Its fossilized remains were found decades ago in what might seem like a very unexpected place: the Lashly Mountains of Antarctica. When K. jarviki swam the oceans, and perhaps crawled the shores, this part of the world wasn’t a remote region of snowy mountains and ice sheets but part of the supercontinent Gondwana.

Scientists have only found one fossilized specimen of the species, but it’s in incredible condition with its skull still largely intact, and there's still much to learn from it. In a new study, scientists at Flinders University in Australia have returned to the specimen, paying close attention to the internal bones of the skull.

“We chose to focus on Koharalepis as it is the only fossil in the entire family to preserve the internal bones of the skull, which gives us valuable insights into its braincase and neuroanatomy,” lead author Corinne Mensforth, a PhD candidate from the Palaeontology Lab at Flinders University, said in a statement.  

Scans of the fossil were used to piece together an image of the fish's skull.
Scans of the fossil were used to piece together an image of the fish's skull.
Image credit: C Mensforth/Flinders University; modified by IFLScience

The researchers beamed the skull with neutrons to image its anatomy in extraordinary detail, uncovering new clues about how fish made the leap onto land.

EXERCISE INSTRUCTIONS
[1] In the Koharalepis excerpt, where were the fossilized remains of K. jarviki found?
[2] Transcribe the stretch of the Koharalepis excerpt from "Scientists have only" through "of the skull.".

RECORD SET
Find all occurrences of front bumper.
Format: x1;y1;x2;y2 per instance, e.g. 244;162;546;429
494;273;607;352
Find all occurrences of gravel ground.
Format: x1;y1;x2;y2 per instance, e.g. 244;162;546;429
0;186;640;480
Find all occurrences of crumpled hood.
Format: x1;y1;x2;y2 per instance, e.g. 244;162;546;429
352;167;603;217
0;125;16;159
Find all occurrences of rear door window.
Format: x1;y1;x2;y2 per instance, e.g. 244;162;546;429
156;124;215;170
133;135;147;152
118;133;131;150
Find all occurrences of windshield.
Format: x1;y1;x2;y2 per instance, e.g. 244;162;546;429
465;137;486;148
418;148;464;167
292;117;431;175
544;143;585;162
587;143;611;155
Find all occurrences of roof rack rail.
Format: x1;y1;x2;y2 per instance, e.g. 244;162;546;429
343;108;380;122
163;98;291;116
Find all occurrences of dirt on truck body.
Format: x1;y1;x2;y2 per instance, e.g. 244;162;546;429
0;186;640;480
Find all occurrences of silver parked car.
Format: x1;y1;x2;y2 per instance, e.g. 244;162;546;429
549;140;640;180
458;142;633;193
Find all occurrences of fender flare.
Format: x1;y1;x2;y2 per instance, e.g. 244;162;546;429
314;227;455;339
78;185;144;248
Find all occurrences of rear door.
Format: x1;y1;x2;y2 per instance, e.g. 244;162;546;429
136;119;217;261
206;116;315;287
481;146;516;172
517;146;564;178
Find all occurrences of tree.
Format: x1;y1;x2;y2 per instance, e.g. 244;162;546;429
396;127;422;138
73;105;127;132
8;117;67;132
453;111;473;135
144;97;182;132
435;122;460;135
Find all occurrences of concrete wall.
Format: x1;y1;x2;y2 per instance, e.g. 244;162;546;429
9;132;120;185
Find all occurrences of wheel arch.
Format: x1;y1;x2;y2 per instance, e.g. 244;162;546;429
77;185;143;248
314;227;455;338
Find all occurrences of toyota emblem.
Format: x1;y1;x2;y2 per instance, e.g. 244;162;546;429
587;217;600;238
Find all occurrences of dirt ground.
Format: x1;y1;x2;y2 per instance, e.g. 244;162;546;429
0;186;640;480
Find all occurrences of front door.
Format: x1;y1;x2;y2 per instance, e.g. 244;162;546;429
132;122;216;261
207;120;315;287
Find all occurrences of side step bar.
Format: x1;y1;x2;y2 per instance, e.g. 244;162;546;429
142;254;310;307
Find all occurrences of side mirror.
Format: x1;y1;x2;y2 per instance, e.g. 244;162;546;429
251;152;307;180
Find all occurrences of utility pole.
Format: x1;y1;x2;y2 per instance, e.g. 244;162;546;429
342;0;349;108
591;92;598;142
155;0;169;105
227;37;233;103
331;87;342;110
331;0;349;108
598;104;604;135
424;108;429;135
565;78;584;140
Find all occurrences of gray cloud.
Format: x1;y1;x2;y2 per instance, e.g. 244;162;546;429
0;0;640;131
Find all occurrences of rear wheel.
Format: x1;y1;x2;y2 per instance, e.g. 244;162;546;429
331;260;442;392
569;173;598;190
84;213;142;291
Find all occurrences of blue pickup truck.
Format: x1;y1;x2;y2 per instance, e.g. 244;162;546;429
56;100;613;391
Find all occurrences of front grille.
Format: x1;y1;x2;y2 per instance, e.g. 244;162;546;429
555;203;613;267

REPLIES
[1] They were found in the Lashly Mountains of Antarctica.

[2]
Scientists have only found one fossilized specimen of the species, but it’s in incredible condition with its skull still largely intact, and there's still much to learn from it. In a new study, scientists at Flinders University in Australia have returned to the specimen, paying close attention to the internal bones of the skull.